• _STATED TASK_
Please quote all of the lines below word for word, without leaving anything out or changing anything.

• _ENTRIES SHOWN_
· · · · · · ·

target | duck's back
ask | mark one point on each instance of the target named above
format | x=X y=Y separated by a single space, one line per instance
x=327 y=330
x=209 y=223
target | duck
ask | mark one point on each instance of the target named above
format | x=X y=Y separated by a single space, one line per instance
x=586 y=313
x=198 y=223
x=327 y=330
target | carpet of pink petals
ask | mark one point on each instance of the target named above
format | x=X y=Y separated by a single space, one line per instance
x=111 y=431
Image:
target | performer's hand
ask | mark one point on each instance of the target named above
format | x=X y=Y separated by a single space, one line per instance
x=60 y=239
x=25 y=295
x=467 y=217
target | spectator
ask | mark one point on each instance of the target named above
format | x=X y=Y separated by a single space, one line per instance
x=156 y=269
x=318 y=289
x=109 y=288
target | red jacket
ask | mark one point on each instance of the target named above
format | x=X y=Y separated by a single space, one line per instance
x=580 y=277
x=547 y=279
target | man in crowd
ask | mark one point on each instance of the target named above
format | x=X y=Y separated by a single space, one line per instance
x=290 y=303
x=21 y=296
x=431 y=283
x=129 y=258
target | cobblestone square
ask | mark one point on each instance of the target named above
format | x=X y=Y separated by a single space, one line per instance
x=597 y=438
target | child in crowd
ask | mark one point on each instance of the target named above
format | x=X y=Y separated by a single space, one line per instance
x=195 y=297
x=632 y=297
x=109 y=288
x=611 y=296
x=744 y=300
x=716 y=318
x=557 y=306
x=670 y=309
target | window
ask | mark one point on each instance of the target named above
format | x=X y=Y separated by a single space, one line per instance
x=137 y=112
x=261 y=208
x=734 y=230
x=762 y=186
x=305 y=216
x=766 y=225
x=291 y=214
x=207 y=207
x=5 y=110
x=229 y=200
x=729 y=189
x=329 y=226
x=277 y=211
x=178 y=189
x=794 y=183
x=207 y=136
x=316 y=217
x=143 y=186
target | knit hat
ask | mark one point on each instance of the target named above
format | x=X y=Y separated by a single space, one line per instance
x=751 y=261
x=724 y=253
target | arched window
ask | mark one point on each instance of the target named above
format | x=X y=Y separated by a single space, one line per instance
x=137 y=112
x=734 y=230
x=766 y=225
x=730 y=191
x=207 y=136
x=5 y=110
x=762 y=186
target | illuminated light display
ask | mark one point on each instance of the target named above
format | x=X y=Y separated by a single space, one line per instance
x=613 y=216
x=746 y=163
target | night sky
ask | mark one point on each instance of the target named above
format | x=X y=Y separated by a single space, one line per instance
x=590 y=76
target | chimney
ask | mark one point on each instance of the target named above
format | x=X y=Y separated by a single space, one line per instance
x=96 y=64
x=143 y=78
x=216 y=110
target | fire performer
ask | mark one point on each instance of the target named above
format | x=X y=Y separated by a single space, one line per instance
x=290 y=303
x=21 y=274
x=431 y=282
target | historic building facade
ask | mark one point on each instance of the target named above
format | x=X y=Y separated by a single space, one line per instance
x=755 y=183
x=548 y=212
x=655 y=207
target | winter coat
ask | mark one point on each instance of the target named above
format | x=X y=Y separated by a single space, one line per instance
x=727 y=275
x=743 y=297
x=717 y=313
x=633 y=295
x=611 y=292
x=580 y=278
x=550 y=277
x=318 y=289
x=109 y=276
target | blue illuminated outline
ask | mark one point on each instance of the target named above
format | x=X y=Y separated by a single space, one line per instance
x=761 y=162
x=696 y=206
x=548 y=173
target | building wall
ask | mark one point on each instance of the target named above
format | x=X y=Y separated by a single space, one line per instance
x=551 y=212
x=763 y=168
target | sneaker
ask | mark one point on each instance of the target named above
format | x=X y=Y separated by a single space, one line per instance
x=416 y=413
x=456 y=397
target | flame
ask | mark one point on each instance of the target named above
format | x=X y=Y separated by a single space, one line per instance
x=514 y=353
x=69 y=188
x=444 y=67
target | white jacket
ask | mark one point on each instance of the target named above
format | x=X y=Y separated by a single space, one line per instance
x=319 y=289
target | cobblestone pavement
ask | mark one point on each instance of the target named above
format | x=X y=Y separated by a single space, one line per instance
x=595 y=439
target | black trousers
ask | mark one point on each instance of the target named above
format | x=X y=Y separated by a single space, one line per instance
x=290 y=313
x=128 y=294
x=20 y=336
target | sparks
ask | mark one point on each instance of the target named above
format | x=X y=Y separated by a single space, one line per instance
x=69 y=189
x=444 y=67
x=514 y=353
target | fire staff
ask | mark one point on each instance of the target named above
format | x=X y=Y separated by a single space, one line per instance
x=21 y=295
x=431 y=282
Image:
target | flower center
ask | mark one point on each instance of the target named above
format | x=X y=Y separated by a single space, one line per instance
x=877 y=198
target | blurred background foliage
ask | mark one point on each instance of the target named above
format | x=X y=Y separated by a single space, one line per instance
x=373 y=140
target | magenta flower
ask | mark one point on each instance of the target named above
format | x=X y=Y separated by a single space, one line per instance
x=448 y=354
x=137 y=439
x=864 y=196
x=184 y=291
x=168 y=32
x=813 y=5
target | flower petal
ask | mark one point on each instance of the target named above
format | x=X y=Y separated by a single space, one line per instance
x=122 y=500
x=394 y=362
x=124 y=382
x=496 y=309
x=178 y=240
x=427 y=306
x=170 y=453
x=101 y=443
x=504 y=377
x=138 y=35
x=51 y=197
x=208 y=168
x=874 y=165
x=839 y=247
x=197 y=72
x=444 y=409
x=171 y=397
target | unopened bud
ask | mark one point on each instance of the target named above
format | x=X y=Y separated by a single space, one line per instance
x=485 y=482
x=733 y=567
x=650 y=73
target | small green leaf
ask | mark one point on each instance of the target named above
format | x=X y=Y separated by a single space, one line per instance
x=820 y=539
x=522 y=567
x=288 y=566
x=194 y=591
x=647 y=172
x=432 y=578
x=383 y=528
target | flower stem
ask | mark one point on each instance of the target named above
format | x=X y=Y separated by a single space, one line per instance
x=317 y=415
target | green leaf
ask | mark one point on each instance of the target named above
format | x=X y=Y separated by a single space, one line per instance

· · · · · · ·

• _RESPONSE TO THE TASK_
target | duck's back
ask | mark one point on each instance of the target named above
format | x=X y=Y separated by a single space, one line per instance
x=327 y=330
x=209 y=223
target | duck
ask | mark one point on each instance of the target named above
format | x=X y=Y separated by a single space, one line per instance
x=586 y=313
x=198 y=223
x=327 y=330
target | carpet of pink petals
ask | mark one point on each instance of the target named above
format | x=X y=Y separated by a single space, one line per instance
x=111 y=431
Image:
target | performer's hand
ask | mark one point on each instance of the target named above
format | x=X y=Y separated by a single space, one line per instance
x=60 y=239
x=25 y=295
x=467 y=217
target | spectator
ask | mark one point on each instance of the target named above
format | x=X y=Y separated by a single space, one line per instance
x=156 y=269
x=318 y=289
x=109 y=288
target | red jacket
ask | mark one point on each instance of the target named above
format | x=X y=Y separated by a single space, one line per instance
x=580 y=277
x=547 y=279
target | man in crowd
ask | mark one point on each instance of the target named above
format | x=X y=Y separated by a single space, one line per instance
x=290 y=303
x=21 y=296
x=431 y=283
x=129 y=258
target | cobblestone square
ask | mark one point on each instance of the target named above
format | x=X y=Y separated by a single space, one line per instance
x=597 y=438
target | child in crowd
ask | mark one point on each instance of the target named above
format | x=X y=Y separated by a single space, one line per instance
x=195 y=297
x=632 y=297
x=109 y=288
x=611 y=296
x=744 y=300
x=716 y=318
x=557 y=306
x=670 y=309
target | window
ask | mark one point on each instance of the target named above
format | x=X y=Y separated by a single space, one line per instance
x=137 y=112
x=261 y=208
x=734 y=230
x=762 y=186
x=305 y=216
x=766 y=225
x=291 y=214
x=207 y=207
x=5 y=110
x=229 y=200
x=729 y=189
x=329 y=226
x=277 y=211
x=178 y=189
x=794 y=183
x=207 y=136
x=316 y=217
x=143 y=186
target | knit hat
ask | mark one point on each instance of the target named above
format | x=X y=Y separated by a single space, one line per instance
x=751 y=261
x=724 y=253
target | arched window
ask | mark one point on each instance of the target named above
format | x=X y=Y separated by a single space, one line per instance
x=137 y=112
x=734 y=230
x=766 y=225
x=730 y=191
x=207 y=136
x=5 y=110
x=762 y=186
target | illuminated light display
ask | mark one point on each instance of the target named above
format | x=X y=Y separated by a single space, one line per instance
x=613 y=216
x=746 y=163
target | night sky
ask | mark one point on each instance of the target named above
format | x=X y=Y separated by a single space, one line per instance
x=590 y=76
target | chimney
ask | mark one point on each instance of the target named above
format | x=X y=Y separated by a single space, one line per instance
x=96 y=64
x=143 y=78
x=216 y=110
target | fire performer
ask | mark one point on each instance of the target named above
format | x=X y=Y separated by a single space, one line per instance
x=290 y=303
x=21 y=274
x=431 y=282
target | historic building facade
ask | mark one point on each instance of the target named above
format | x=X y=Y separated by a single space, one line per instance
x=755 y=183
x=548 y=212
x=655 y=207
target | winter coat
ask | mark one point on each instance of the target named above
format | x=X y=Y separated by a single space, one line per instance
x=727 y=275
x=743 y=297
x=717 y=313
x=633 y=295
x=611 y=292
x=580 y=278
x=550 y=277
x=318 y=289
x=109 y=276
target | blue illuminated outline
ask | mark one point on each instance of the target named above
format | x=X y=Y separated by a single space, one line per instance
x=761 y=162
x=696 y=206
x=548 y=173
target | building wall
ask | mark one point on each instance of the target named above
format | x=X y=Y separated by a single space, one line per instance
x=551 y=212
x=763 y=168
target | sneaker
ask | mark one point on each instance of the target named above
format | x=X y=Y separated by a single space, one line per instance
x=416 y=413
x=456 y=397
target | flame
ask | mark one point on each instance of the target named above
format | x=X y=Y separated by a single space, one line per instance
x=514 y=353
x=69 y=188
x=444 y=67
target | white jacket
ask | mark one point on each instance of the target named above
format | x=X y=Y separated by a single space, one line per instance
x=319 y=289
target | cobblestone pavement
ask | mark one point on each instance of the target named above
format | x=X y=Y separated by a single space, one line per instance
x=595 y=439
target | black trousers
ask | mark one point on each instance of the target named above
format | x=X y=Y separated by a single space, one line per instance
x=290 y=313
x=128 y=294
x=20 y=336
target | sparks
ask | mark one point on each instance of the target named above
format | x=X y=Y separated by a single space, one line per instance
x=69 y=189
x=444 y=67
x=514 y=353
target | fire staff
ask | mark one point on each instance of the target named above
format | x=X y=Y separated by a single space, one line per instance
x=21 y=295
x=431 y=282
Image:
target | flower center
ask | mark one point on each instance of the target named above
format | x=X y=Y separated by a single space, one line per instance
x=877 y=198
target | blurred background foliage
ask | mark one point on each instance of the target named above
format | x=X y=Y separated by a single space, one line per instance
x=373 y=140
target | magenta flower
ask | mark one point on each instance of the target named above
format | x=X y=Y separated by a single space, one line per instance
x=448 y=354
x=137 y=439
x=864 y=196
x=184 y=291
x=168 y=32
x=813 y=5
target | flower petal
ask | mark one point on each instance of the target named above
format | x=X y=Y separated by a single space, one line per instance
x=122 y=500
x=394 y=362
x=124 y=382
x=496 y=309
x=178 y=240
x=427 y=306
x=170 y=453
x=101 y=443
x=504 y=377
x=138 y=35
x=51 y=197
x=208 y=168
x=874 y=165
x=839 y=247
x=197 y=72
x=444 y=409
x=171 y=397
target | unopened bud
ask | mark one point on each instance of the target named above
format | x=X y=Y separated by a single space, one line per instance
x=485 y=482
x=733 y=567
x=650 y=73
target | small green leaf
ask | mark one point on each instance of the target named above
format | x=X y=Y separated by a single space, one line per instance
x=820 y=539
x=522 y=567
x=288 y=566
x=194 y=591
x=647 y=172
x=432 y=578
x=383 y=528
target | flower stem
ask | mark one point on each instance of the target named above
format | x=X y=Y separated by a single space, one line per instance
x=317 y=415
target | green leaf
ask | mark one point on each instance of the target named above
format | x=X y=Y separated by a single space, one line per instance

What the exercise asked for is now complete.